* Description of the task
Show each line of the entries below that contains the word "white", copying it in full and unchanged.

*** Dataset entries

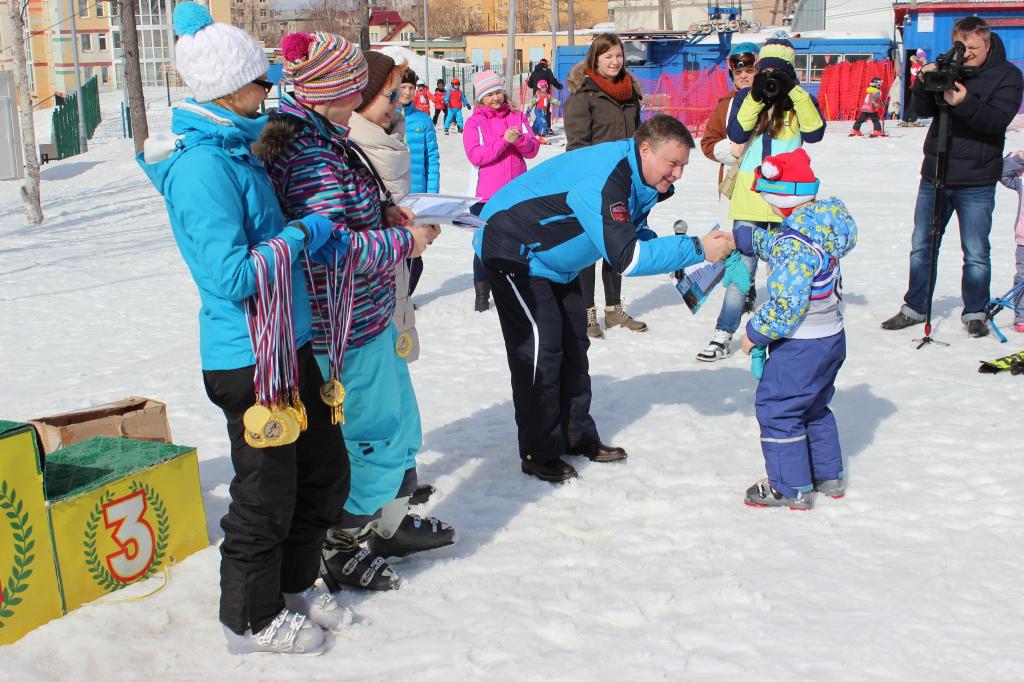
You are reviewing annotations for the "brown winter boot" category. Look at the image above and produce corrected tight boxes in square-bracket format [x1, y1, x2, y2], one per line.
[587, 305, 604, 339]
[604, 303, 647, 332]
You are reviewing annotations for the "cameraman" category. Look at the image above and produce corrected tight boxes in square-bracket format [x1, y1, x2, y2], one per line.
[882, 16, 1024, 337]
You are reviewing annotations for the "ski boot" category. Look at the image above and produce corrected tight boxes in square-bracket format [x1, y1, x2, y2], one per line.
[587, 305, 604, 339]
[367, 498, 455, 556]
[604, 303, 647, 332]
[224, 607, 326, 655]
[814, 478, 846, 500]
[697, 329, 732, 363]
[321, 528, 401, 592]
[284, 583, 352, 632]
[743, 478, 813, 511]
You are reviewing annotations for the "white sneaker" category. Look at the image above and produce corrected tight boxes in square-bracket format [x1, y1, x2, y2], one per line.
[285, 583, 352, 632]
[224, 608, 325, 655]
[697, 329, 732, 363]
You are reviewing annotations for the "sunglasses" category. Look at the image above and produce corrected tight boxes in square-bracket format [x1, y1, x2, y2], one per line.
[250, 78, 273, 94]
[729, 52, 758, 69]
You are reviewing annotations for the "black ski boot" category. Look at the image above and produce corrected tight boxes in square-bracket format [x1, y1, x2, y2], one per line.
[321, 528, 401, 592]
[367, 514, 455, 556]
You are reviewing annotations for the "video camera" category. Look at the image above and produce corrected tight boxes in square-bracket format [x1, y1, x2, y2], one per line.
[923, 40, 978, 92]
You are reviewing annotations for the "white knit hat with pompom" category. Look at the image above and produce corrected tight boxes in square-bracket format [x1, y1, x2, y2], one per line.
[174, 2, 270, 102]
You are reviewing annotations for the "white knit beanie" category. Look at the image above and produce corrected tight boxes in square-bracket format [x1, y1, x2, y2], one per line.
[174, 2, 270, 101]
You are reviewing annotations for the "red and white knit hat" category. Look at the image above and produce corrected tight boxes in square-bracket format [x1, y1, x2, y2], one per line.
[281, 31, 367, 104]
[752, 148, 821, 214]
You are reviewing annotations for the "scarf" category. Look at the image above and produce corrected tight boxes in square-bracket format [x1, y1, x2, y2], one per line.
[587, 69, 633, 102]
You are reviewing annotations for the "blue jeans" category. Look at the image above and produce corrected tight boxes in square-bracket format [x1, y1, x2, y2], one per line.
[715, 220, 768, 334]
[902, 178, 995, 323]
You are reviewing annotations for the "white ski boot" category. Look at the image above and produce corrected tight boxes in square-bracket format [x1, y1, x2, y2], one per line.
[224, 607, 326, 655]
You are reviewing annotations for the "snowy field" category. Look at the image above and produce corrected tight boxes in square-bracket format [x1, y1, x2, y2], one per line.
[0, 118, 1024, 681]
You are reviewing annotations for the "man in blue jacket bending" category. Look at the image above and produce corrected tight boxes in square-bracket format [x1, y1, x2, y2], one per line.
[473, 115, 735, 482]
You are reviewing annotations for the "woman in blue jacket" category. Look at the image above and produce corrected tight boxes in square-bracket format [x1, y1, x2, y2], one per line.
[138, 2, 354, 653]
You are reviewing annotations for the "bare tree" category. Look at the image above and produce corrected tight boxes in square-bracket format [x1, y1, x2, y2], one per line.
[7, 0, 43, 225]
[121, 0, 148, 154]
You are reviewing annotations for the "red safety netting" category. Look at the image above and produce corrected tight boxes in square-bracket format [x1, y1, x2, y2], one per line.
[643, 67, 732, 137]
[818, 60, 893, 121]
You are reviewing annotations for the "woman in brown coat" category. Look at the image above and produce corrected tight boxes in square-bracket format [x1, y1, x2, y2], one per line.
[564, 33, 647, 339]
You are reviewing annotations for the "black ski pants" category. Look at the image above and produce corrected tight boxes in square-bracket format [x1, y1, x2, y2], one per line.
[203, 344, 349, 635]
[580, 260, 623, 308]
[853, 112, 882, 131]
[484, 261, 600, 462]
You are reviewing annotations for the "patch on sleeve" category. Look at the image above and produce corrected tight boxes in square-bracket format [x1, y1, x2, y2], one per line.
[608, 202, 630, 222]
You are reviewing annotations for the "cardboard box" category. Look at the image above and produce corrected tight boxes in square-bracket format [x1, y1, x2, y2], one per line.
[0, 421, 62, 644]
[29, 396, 171, 455]
[45, 437, 209, 612]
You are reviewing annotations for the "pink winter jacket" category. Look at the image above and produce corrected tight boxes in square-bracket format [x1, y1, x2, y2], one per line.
[462, 103, 541, 201]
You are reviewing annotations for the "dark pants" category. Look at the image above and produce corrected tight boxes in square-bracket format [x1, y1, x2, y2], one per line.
[580, 260, 623, 308]
[203, 344, 349, 634]
[754, 331, 846, 498]
[483, 262, 599, 462]
[853, 112, 882, 132]
[903, 178, 995, 324]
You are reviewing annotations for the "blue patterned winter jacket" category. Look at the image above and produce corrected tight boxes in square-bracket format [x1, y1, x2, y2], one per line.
[733, 197, 857, 346]
[401, 103, 441, 194]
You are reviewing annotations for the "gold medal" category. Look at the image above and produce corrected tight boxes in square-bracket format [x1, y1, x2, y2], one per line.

******

* Task answer
You are reviewing annotations for the "white sneaker" category. Look at the image above and produce corrected tight boxes in square-bracket format [x1, y1, x2, y2], one per line.
You are reviewing annotations for the "white knit hat with pompom" category. Look at the image above and produce corrected tight boxes in square-bracket format [x1, y1, x2, y2], one per line.
You are reviewing annotations for the "white knit beanie" category. Look at the image above and produce corrected tight boxes in square-bracket format [x1, y1, x2, y2], one per line.
You are reviewing annotations for the "red and white knit hat" category. Look at the image above and produce corrected tight boxes in square-bracket format [x1, y1, x2, y2], one per line.
You are reviewing annotations for the "white ski boot" category. Look at the image above and produce corrected tight boxes in square-bracket format [x1, y1, x2, y2], one per line.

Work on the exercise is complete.